**Texto fornecido**
◇ ◇ ◇ ◇
Tenho acabado os meus dias muito tarde. Hoje acabei de jantar quase às onze da noite. Depois, quando aqui chego, ao sofá, dá-me o sono. Há dias que não consigo responder aos comentários. A ver se amanhã consigo. Tem coincidido isto com ter andado a levantar-me mais cedo. Pode parecer absurdo, estando eu em teletrabalho. Mas a verdade é que é isto mesmo. Reuniões, assuntos complicados, telefonemas. E outros afazeres de permeio. Há pouco, quando despertei, pensei que devia ir dormir e deixar o blog. Mas há este misto de vício, de dever e de parvoíce que me leva a abrir o computador e olhar a página em branco impelida pela vontade de escrever alguma coisa.
Mas passa-se o seguinte. Sou velha, para cima de centenária. Na verdade, talvez até já bicentenária. Por isso, não sei quantos mais anos vou ainda viver mas intuo que menos do que os que já vivi. E, nesse sentido, tenho que ser criteriosa. Não posso gastar os preciosos anos que tenho pela frente a fazer sacrifícios, por exemplo lendo livros que me parecem arremedos de qualquer outra coisa que não de literatura. Podem ser palavras agrupadas em frases, podem ser tópicos a fazerem-se passar por tiradas, podem ser lugares comuns travestidos de profundidades, pode tudo vir enroupado e dar-se ares de coiso e tal. Não papo. Santa paciência. Não papo aquilo de que não gosto ou que não me convence. Só papo coisa pela qual sinta apetite ou que sei que me vai deixar de alma lavada. Ou tumultuada, tanto faz.
E aqui volta a entrar aquela séria e legítima dúvida: mas se não leu, como pode dizer tais virulentas barbaridades?
◇ ◇ ◇ ◇
**Listagem apresentada**
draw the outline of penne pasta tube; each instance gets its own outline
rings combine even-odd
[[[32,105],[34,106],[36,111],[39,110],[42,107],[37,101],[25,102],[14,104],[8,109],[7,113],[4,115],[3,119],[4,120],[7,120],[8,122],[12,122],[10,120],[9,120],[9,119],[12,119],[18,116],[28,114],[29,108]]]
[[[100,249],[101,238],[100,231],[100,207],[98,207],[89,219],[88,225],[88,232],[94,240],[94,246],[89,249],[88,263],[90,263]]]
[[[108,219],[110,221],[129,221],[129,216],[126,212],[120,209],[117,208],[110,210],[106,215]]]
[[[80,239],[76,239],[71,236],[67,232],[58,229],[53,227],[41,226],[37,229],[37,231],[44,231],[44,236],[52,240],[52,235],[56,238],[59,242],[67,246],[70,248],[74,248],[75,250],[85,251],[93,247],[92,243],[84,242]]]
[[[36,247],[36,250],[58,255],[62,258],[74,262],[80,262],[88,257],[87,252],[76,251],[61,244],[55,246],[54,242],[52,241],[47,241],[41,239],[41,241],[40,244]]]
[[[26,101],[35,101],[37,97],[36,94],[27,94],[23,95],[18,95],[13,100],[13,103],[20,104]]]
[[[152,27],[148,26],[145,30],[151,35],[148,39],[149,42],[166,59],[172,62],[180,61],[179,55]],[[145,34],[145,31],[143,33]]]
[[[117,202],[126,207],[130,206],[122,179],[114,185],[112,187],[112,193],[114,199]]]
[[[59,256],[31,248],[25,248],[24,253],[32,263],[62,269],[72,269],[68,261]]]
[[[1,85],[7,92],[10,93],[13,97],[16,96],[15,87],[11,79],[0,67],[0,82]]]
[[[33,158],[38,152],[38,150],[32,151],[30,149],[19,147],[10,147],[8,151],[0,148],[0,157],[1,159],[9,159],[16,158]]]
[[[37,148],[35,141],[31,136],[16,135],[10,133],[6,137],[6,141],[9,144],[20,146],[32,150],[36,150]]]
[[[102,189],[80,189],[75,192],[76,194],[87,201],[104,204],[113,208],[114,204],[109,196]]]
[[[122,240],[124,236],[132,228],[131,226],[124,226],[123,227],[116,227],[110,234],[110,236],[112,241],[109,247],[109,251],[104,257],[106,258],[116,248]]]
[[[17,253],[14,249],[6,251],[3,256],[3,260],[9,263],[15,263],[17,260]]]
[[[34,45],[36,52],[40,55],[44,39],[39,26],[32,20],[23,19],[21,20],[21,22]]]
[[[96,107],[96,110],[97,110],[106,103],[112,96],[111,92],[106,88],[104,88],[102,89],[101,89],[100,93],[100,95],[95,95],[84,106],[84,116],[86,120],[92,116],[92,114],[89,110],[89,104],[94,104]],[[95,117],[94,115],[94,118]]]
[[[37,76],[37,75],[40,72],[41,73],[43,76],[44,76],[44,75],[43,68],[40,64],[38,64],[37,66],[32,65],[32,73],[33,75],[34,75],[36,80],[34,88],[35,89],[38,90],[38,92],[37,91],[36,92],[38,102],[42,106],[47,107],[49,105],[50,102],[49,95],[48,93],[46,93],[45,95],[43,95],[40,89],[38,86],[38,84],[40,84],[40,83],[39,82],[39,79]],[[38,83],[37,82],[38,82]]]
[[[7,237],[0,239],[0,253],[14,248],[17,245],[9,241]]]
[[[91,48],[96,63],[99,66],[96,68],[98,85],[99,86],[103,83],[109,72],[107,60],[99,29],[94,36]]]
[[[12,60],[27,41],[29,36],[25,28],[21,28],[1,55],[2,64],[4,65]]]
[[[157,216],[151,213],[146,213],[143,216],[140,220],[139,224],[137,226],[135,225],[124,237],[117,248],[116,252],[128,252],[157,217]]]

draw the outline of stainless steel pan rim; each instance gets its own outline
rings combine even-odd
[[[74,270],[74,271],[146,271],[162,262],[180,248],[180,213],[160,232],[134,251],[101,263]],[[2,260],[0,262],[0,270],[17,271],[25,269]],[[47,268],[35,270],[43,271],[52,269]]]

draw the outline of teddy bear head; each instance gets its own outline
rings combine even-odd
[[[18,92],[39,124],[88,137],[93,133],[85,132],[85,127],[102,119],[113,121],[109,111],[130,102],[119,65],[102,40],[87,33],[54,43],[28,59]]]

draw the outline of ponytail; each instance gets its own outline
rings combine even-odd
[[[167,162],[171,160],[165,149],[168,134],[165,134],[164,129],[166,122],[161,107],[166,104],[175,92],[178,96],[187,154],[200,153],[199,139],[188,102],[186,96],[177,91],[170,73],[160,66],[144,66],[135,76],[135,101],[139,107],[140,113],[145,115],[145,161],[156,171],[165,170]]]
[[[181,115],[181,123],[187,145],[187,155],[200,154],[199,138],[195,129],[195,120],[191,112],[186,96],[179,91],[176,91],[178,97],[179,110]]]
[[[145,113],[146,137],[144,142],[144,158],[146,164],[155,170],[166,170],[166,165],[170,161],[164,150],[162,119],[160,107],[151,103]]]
◇ ◇ ◇ ◇
**Tarefas a fazer**
1 – Traduza para inglês esta frase do texto fornecido: "Há dias que não consigo responder aos comentários."
2 – Transcreva tudo desde a linha da listagem que contém "draw the outline of teddy" até ao fim da listagem, incluindo ambas as pontas.

**Respostas às tarefas**
1 – For days now I haven't been able to reply to the comments.

2 –
draw the outline of teddy bear head; each instance gets its own outline
rings combine even-odd
[[[18,92],[39,124],[88,137],[93,133],[85,132],[85,127],[102,119],[113,121],[109,111],[130,102],[119,65],[102,40],[87,33],[54,43],[28,59]]]

draw the outline of ponytail; each instance gets its own outline
rings combine even-odd
[[[167,162],[171,160],[165,149],[168,134],[165,134],[164,129],[166,122],[161,107],[166,104],[175,92],[178,96],[187,154],[200,153],[199,139],[188,102],[186,96],[177,91],[170,73],[160,66],[144,66],[135,76],[135,101],[139,107],[140,113],[145,115],[145,161],[156,171],[165,170]]]
[[[181,115],[181,123],[187,145],[187,155],[200,154],[199,138],[195,129],[195,120],[191,112],[186,96],[179,91],[176,91],[178,97],[179,110]]]
[[[145,113],[146,137],[144,142],[144,158],[146,164],[155,170],[166,170],[166,165],[170,161],[164,150],[162,119],[160,107],[151,103]]]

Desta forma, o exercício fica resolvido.